| What the task asks |
Give every entry again, exactly as it stands.

Start of Provided material

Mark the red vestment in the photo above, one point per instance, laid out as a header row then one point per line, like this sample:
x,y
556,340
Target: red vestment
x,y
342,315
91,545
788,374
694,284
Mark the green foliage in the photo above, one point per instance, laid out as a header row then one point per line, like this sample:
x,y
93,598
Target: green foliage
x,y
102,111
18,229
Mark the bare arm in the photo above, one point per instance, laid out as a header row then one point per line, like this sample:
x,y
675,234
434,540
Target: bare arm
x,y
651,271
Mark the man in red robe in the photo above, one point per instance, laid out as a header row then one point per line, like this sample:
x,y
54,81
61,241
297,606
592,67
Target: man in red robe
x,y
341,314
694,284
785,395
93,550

End of Provided material

| Solution for this problem |
Mark the red vestment in the photo above, one point per instance, laid out as a header row then one point per line, like this sample:
x,y
556,340
Target: red vestment
x,y
342,315
91,545
788,374
694,284
Mark the green foliage in the photo above, one point per instance, laid out as a header row then one point per line, like this sample:
x,y
93,598
Target: green foliage
x,y
102,111
18,229
Mark the bare arm in the photo above, one point per instance, laid out as a header row then one point per line, like this sample:
x,y
675,234
434,540
Target: bare arm
x,y
651,271
Mark the man in red robe in the photo above, one point per instance, laid out as a header row then one point per line, like this sample:
x,y
54,81
61,241
297,606
592,67
Target: man in red robe
x,y
341,314
694,284
785,395
93,550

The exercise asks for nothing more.